Fragmento de lectura:
____

En las baldas dedicadas a los textos auto-diegéticos, a los que he dedicado buena parte de mi tiempo, tiene un lugar destacado Alcancía de Rosa Chacel (1898-1994). Leyendo estos diarios de la prolífica escritora vallisoletana, surge de inmediato la comparación con la figura de un médico cirujano que se operara a sí mismo.
En efecto, Rosa Chacel describe en Alcancía una buena parte de sus interioridades: sus problemas de salud, la contienda permanente con las editoriales para que le publiquen o le abonen los derechos de autora, sus crisis de esterilidad y sus arrebatos de creación y, sobre todo, las relaciones personales que mantiene con gentes más o menos conocidas del mundo de la literatura. En todo ello entra la Chacel, efectivamente, bisturí en mano, cortando por aquí y uniendo por allá, suturando y drenando, y cosiendo al fin, procurando no dejar muchas cicatrices. Y aún así, por lo que cuenta, las deja.

____

Material presentado:

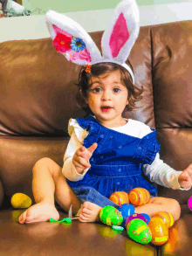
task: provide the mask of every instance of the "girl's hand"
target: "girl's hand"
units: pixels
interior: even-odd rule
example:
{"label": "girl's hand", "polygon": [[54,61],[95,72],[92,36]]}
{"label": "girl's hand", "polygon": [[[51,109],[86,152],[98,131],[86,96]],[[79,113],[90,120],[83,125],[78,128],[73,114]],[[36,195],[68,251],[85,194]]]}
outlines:
{"label": "girl's hand", "polygon": [[89,159],[92,157],[92,155],[97,149],[97,146],[98,144],[94,142],[88,149],[82,146],[75,152],[72,157],[72,163],[74,164],[78,173],[82,174],[85,169],[91,167]]}
{"label": "girl's hand", "polygon": [[180,187],[189,189],[192,186],[192,164],[184,170],[178,177]]}

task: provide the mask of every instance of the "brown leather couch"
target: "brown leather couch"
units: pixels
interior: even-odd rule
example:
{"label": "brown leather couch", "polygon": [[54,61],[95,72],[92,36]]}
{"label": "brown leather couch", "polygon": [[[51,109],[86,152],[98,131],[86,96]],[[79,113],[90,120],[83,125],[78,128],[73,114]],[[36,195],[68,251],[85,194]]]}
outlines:
{"label": "brown leather couch", "polygon": [[[91,35],[100,47],[102,31]],[[192,21],[141,27],[129,57],[144,93],[141,108],[124,116],[156,128],[161,159],[177,170],[192,163],[191,35]],[[34,163],[46,156],[62,166],[68,121],[86,115],[75,100],[79,68],[57,53],[51,38],[0,44],[0,255],[192,255],[191,190],[159,186],[159,196],[182,207],[161,246],[138,244],[102,224],[18,224],[23,210],[11,207],[11,196],[25,193],[34,204]]]}

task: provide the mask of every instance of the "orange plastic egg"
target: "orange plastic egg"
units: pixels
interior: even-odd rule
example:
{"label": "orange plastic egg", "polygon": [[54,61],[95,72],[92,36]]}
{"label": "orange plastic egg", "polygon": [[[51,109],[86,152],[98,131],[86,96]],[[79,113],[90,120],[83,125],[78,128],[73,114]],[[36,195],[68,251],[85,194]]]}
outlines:
{"label": "orange plastic egg", "polygon": [[152,232],[151,242],[154,245],[161,246],[165,244],[168,239],[168,228],[162,218],[159,216],[151,218],[148,227]]}
{"label": "orange plastic egg", "polygon": [[118,205],[129,203],[128,194],[124,191],[116,191],[113,193],[109,199]]}
{"label": "orange plastic egg", "polygon": [[173,215],[168,211],[159,211],[154,216],[161,218],[162,220],[168,225],[168,228],[172,227],[175,224]]}
{"label": "orange plastic egg", "polygon": [[150,198],[148,190],[143,188],[135,188],[129,193],[129,200],[134,205],[144,205]]}

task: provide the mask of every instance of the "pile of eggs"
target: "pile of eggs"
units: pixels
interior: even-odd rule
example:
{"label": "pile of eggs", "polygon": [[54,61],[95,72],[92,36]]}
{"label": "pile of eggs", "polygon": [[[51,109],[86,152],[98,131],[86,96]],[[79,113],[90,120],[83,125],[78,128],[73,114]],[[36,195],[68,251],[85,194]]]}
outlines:
{"label": "pile of eggs", "polygon": [[134,212],[134,205],[144,205],[149,198],[149,192],[143,188],[135,188],[129,194],[114,192],[110,200],[120,205],[119,208],[104,207],[99,213],[100,219],[110,226],[126,227],[128,236],[138,243],[163,245],[168,239],[168,229],[175,223],[173,216],[167,211],[159,211],[152,218],[145,213]]}

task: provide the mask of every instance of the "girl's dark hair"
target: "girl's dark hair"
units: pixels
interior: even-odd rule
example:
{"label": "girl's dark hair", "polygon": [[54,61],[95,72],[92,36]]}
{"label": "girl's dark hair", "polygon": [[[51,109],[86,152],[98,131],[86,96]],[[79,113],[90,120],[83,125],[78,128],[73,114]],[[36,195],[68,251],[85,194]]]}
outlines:
{"label": "girl's dark hair", "polygon": [[[128,64],[133,70],[131,64]],[[90,73],[86,72],[86,66],[83,66],[80,70],[79,75],[79,84],[77,84],[77,86],[79,86],[79,92],[76,95],[76,100],[78,103],[82,107],[84,110],[87,112],[87,104],[86,103],[84,98],[87,99],[88,97],[88,89],[91,86],[90,81],[92,81],[92,78],[99,77],[99,75],[102,75],[106,73],[112,73],[117,70],[119,70],[120,73],[122,84],[126,86],[128,90],[128,105],[126,106],[126,108],[128,111],[138,108],[138,107],[135,106],[135,102],[142,99],[141,95],[143,92],[143,87],[138,88],[133,84],[130,73],[125,67],[112,62],[103,62],[93,65],[90,68]],[[80,91],[82,95],[80,94]]]}

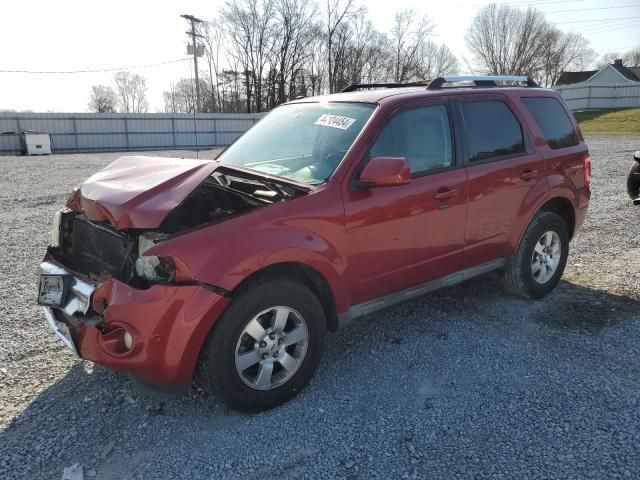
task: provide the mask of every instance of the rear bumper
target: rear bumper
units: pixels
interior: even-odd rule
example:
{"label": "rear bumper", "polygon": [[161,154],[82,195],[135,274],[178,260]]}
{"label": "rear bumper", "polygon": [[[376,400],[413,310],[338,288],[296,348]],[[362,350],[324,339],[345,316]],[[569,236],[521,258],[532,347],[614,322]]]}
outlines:
{"label": "rear bumper", "polygon": [[[64,270],[52,262],[44,262],[41,270],[50,265]],[[86,360],[160,384],[190,381],[202,344],[229,303],[200,285],[139,290],[112,278],[95,285],[77,276],[73,281],[91,289],[86,311],[70,306],[73,288],[65,306],[43,307],[61,340]],[[60,323],[68,327],[70,338]],[[124,332],[131,336],[130,348]]]}

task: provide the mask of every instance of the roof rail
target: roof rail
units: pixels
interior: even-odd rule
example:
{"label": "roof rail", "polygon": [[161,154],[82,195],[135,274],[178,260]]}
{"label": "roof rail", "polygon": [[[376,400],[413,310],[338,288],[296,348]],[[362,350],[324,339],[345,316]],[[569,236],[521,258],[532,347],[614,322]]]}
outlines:
{"label": "roof rail", "polygon": [[340,90],[340,93],[355,92],[356,90],[366,90],[368,88],[398,88],[402,86],[401,83],[352,83]]}
{"label": "roof rail", "polygon": [[[502,85],[498,85],[496,82],[510,82],[510,83],[518,83],[525,84],[527,87],[538,87],[539,85],[531,80],[529,77],[525,76],[514,76],[514,75],[492,75],[492,76],[461,76],[461,77],[438,77],[427,85],[427,90],[438,90],[443,88],[442,86],[445,83],[463,83],[463,82],[473,82],[476,87],[498,87]],[[505,85],[506,86],[506,85]],[[511,85],[508,85],[511,86]],[[445,87],[446,88],[446,87]]]}

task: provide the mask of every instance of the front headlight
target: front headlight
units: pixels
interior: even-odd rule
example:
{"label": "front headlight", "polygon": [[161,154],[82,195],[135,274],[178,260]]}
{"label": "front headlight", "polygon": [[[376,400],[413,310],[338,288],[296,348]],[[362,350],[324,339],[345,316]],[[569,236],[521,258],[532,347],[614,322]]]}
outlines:
{"label": "front headlight", "polygon": [[136,273],[147,280],[171,282],[176,278],[176,265],[171,257],[141,255],[136,260]]}

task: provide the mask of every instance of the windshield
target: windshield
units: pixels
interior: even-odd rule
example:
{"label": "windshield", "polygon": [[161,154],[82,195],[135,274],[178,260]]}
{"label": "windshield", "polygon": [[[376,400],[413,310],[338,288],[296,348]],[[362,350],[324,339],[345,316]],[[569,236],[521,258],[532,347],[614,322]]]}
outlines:
{"label": "windshield", "polygon": [[367,103],[283,105],[240,137],[220,160],[299,182],[322,183],[374,109]]}

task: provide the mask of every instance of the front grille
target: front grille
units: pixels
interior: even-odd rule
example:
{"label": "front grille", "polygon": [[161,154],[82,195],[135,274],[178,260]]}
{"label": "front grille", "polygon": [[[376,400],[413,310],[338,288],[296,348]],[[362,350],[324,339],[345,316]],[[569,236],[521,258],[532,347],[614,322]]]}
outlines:
{"label": "front grille", "polygon": [[73,219],[70,240],[66,263],[76,272],[85,275],[107,273],[123,281],[131,278],[134,242],[126,235],[78,215]]}

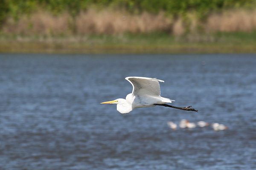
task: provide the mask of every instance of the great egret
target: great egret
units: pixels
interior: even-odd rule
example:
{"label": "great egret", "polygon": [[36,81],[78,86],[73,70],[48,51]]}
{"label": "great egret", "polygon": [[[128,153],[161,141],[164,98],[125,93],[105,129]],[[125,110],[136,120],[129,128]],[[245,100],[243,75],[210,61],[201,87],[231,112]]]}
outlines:
{"label": "great egret", "polygon": [[126,96],[126,99],[117,99],[101,104],[116,104],[116,110],[122,114],[128,113],[136,108],[161,105],[185,110],[197,112],[197,110],[189,108],[172,106],[166,104],[174,100],[160,96],[160,85],[159,82],[164,82],[157,79],[143,77],[127,77],[125,79],[133,87],[132,93]]}

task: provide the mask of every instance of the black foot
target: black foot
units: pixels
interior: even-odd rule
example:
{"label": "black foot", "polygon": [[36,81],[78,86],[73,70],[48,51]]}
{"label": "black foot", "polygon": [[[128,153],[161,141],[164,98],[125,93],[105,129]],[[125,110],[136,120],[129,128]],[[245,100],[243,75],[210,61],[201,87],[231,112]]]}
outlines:
{"label": "black foot", "polygon": [[187,107],[185,107],[185,108],[182,108],[182,110],[188,110],[188,111],[194,111],[197,112],[198,112],[198,110],[195,110],[195,109],[193,109],[193,108],[189,108],[191,107],[192,107],[192,106],[190,105],[189,106],[187,106]]}

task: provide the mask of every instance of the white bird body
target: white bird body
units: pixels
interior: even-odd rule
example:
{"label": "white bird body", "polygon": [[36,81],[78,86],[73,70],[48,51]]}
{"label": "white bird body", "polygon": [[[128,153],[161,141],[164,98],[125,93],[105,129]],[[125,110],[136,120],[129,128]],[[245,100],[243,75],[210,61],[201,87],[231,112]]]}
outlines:
{"label": "white bird body", "polygon": [[196,127],[196,124],[195,123],[192,123],[188,122],[186,123],[186,127],[189,129],[195,128],[195,127]]}
{"label": "white bird body", "polygon": [[164,82],[155,78],[129,76],[125,79],[130,82],[133,89],[125,99],[117,99],[101,104],[116,104],[116,109],[122,114],[128,113],[136,108],[154,107],[156,104],[171,103],[175,100],[161,97],[159,82]]}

____

Preguntas de comprensión:
a - Resume en dos oraciones el fragmento sobre Alcancía.
b - Prosigue el fragmento sobre Alcancía a partir de su última oración.

Respuestas:
a - El fragmento presenta Alcancía, los diarios de Rosa Chacel, y compara su lectura con la figura de un cirujano que se operara a sí mismo. En ellos la escritora describe sus problemas de salud, su contienda con las editoriales, sus crisis de esterilidad y arrebatos de creación y sus relaciones con gente del mundo literario, y, aunque procura no dejar muchas cicatrices, por lo que cuenta las deja.

b -
Después de hacer la operación, Rosa Chacel se toma una larga ducha, se pone guapa – por cierto, sólo a una mujer se le ocurriría comentar en el diario sus dudas sobre el vestido más adecuado para la ocasión – y se va a la presentación de su último libro. Exactamente igual que el cirujano que sale del vestuario con corbata y cabello engominado, hecho un brazo de mar que diría su madre, tras haber echado a la basura su bata y sus guantes ensangrentados.
Así, de la misma manera que , a veces , de los cirujanos sólo se quieren conocer sus explicaciones en la consulta y horrorizaría verlos en plena faena, sudorosos y ensangrentados como un torero , de los escritores sólo se desea conocer la obra y todo lo más su voz , pues si , por ejemplo, se fuera a cenar con ellos – algo a lo que aspira inocentemente mucho lletraferit amateur – se concluiría que , en muchos casos, toda la sensatez y sabiduría que muestran en sus obras, se tornan estupidez y megalomanía en contacto con los mortales.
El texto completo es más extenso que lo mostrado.